START DATA FOR THIS EXERCISE

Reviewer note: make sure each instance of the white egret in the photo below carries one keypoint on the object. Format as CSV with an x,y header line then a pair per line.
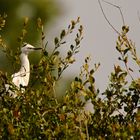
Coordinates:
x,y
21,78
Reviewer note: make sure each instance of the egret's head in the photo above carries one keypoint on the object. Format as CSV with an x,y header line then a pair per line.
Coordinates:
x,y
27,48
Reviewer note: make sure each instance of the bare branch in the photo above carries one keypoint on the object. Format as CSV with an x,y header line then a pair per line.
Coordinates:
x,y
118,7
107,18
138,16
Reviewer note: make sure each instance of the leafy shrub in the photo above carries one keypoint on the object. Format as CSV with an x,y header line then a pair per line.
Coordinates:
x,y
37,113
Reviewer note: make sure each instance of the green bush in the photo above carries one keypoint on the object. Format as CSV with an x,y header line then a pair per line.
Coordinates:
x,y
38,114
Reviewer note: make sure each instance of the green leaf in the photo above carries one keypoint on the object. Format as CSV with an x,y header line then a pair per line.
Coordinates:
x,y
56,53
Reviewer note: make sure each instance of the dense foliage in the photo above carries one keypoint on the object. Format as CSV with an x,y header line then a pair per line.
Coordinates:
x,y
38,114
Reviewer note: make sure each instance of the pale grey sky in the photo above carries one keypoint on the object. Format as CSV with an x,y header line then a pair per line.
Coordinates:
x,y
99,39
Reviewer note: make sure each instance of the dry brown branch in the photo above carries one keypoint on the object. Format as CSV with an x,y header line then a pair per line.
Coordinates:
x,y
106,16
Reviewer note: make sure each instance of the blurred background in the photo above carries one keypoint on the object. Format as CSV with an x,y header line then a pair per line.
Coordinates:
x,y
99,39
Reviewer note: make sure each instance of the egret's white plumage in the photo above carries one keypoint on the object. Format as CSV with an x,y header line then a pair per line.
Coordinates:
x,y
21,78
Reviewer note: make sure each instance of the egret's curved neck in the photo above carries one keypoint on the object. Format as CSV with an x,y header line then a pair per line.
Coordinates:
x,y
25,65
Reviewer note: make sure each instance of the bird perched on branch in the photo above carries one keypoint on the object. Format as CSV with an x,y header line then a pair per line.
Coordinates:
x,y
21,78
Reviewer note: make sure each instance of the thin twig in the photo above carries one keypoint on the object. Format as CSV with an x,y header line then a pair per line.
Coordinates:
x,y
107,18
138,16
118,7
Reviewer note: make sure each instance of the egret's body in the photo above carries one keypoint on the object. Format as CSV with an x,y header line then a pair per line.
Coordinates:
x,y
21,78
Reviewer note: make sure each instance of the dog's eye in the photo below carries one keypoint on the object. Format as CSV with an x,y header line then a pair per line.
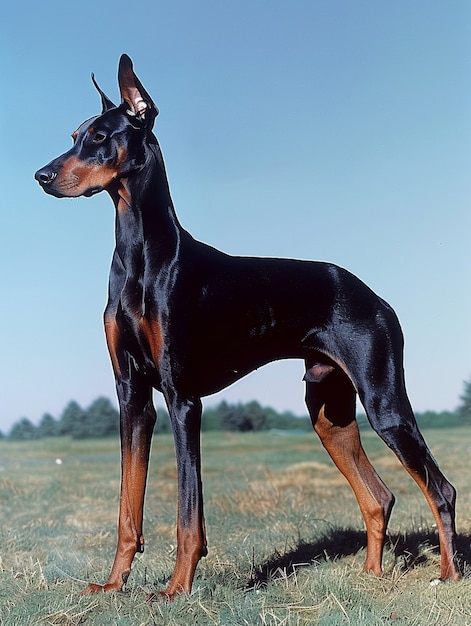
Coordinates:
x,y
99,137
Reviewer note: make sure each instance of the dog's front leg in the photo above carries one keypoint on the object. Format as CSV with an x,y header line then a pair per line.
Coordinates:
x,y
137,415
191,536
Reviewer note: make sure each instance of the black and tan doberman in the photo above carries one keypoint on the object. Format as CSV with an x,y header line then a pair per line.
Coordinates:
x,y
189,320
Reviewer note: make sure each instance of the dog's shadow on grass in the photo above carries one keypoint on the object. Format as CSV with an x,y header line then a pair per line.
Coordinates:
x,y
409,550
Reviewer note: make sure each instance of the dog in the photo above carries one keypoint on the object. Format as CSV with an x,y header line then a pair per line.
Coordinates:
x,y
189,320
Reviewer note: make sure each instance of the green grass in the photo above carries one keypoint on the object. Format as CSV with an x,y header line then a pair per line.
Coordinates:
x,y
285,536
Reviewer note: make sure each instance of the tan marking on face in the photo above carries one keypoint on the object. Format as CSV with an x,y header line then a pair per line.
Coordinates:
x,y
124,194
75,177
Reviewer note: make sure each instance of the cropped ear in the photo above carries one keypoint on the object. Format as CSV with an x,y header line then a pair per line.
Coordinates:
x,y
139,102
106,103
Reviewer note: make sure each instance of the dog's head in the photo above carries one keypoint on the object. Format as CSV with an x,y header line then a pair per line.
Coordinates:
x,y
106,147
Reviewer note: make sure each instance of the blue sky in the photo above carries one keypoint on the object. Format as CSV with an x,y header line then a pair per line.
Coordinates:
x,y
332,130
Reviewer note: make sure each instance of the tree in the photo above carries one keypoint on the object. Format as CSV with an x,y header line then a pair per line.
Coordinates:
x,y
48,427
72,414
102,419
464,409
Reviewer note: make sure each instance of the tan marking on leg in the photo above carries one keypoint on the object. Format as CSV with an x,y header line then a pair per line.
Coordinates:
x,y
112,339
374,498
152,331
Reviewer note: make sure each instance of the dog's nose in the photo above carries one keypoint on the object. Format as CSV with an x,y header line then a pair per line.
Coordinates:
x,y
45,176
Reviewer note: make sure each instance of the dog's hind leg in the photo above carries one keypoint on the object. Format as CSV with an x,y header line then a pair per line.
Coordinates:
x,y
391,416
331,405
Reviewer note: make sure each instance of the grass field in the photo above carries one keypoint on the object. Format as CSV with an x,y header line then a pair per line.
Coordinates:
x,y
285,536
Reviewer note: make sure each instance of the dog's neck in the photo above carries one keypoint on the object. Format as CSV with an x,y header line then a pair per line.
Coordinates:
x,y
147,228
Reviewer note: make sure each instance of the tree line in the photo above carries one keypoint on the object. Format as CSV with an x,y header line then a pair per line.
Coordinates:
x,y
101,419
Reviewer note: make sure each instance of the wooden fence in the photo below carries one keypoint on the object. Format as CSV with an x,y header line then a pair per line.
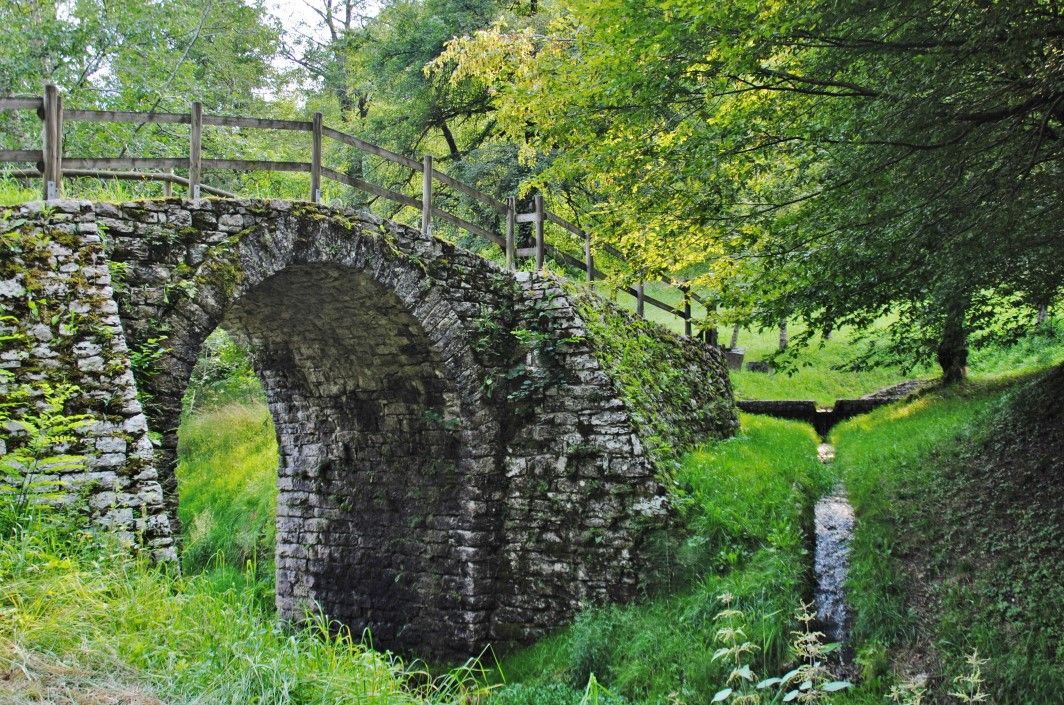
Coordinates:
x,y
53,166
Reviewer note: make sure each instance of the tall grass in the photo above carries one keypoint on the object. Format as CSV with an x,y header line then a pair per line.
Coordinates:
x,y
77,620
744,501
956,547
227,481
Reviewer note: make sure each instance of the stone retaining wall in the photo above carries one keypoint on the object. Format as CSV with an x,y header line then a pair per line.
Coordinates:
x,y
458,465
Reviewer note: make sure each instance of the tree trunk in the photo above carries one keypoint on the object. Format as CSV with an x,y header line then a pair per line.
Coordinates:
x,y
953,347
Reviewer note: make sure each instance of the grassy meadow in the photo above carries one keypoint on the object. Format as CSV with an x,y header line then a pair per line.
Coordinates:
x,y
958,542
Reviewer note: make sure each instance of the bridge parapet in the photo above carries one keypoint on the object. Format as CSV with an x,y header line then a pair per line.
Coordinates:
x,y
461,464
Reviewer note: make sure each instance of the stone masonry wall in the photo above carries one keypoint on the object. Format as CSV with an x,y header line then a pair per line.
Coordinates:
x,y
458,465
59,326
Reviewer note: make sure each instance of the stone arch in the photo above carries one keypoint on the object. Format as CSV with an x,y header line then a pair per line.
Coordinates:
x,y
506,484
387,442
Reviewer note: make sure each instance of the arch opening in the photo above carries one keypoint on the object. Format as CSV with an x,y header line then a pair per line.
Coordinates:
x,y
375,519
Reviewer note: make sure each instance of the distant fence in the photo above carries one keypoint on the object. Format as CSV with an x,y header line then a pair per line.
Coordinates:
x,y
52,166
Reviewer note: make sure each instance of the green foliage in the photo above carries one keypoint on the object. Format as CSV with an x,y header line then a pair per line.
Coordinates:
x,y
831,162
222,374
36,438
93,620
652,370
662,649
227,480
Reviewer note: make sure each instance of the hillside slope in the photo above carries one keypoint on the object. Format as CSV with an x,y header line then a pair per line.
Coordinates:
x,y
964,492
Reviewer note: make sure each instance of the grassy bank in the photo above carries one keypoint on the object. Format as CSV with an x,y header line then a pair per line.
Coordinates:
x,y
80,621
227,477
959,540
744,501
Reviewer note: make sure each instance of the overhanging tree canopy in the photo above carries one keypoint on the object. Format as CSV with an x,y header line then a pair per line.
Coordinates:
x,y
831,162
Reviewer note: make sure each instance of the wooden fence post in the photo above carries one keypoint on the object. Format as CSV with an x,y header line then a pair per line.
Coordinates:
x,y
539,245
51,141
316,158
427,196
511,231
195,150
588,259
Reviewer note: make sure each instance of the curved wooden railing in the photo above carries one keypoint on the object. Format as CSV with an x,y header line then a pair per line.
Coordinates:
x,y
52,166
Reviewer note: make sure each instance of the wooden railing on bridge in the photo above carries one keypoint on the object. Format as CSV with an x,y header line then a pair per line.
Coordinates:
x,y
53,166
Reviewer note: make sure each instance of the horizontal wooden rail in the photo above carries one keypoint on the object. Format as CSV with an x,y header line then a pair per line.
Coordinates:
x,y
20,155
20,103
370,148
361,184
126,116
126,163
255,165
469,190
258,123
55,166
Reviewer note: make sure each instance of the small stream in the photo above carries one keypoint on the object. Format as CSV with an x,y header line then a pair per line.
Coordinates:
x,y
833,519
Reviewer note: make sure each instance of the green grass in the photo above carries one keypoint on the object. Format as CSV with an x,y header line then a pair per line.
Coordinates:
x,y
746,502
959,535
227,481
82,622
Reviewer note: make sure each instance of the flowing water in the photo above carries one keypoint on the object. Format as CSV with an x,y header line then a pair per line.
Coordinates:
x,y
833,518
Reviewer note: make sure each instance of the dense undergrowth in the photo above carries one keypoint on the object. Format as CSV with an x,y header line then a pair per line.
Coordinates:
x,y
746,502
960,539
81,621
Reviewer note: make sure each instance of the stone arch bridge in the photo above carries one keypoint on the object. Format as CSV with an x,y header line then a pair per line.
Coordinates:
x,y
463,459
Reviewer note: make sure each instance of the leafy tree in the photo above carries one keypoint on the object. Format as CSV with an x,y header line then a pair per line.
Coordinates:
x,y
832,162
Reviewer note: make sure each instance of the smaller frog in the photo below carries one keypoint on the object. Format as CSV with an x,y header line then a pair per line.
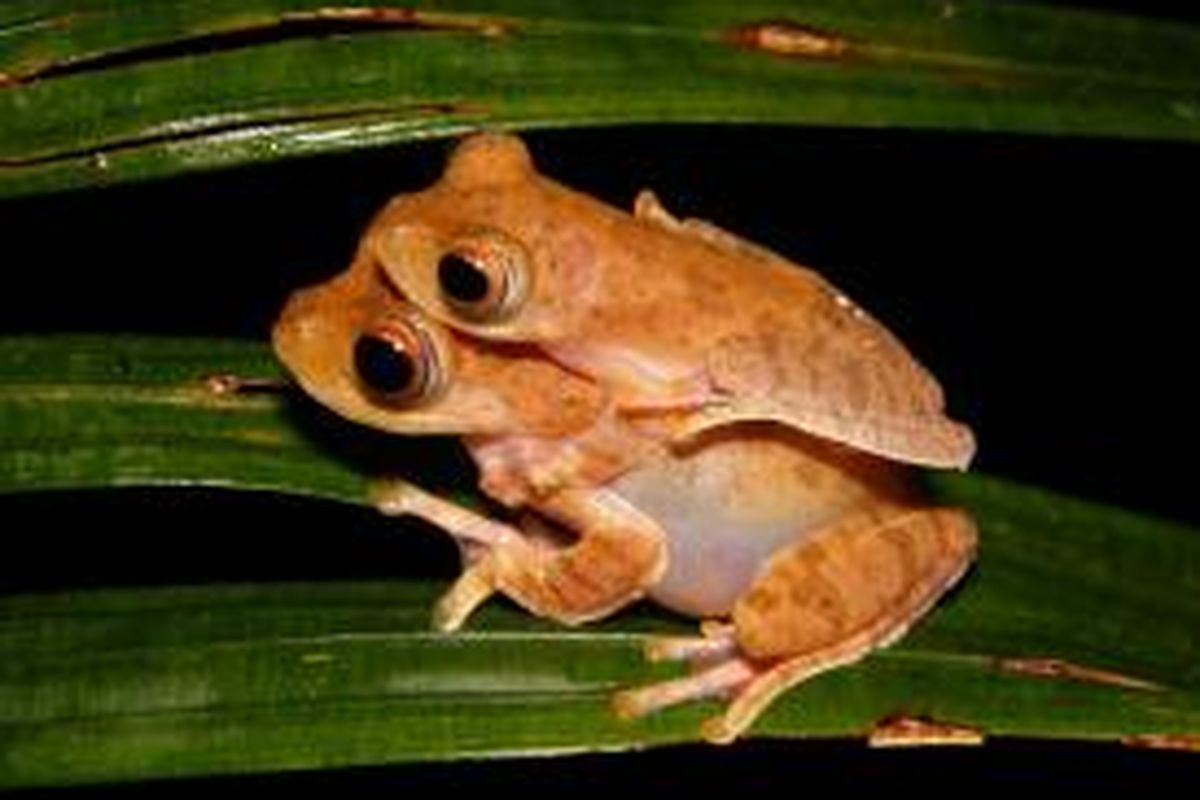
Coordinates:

END DATA FOR THIS EXERCISE

» GOAL OF THE EXERCISE
Filter the entries above down to the lines that contain the word "wall".

» WRITTEN RESPONSE
Reviewer note: make sure each instance of the stone retaining wall in the photo above carries one keypoint on the object. Format as CSV with an x,y header line then a pair per line.
Reviewer note: make sure each instance of the stone masonry wall in the photo above carries one keypoint on the object. Format as CSV with an x,y header line then a pair per line.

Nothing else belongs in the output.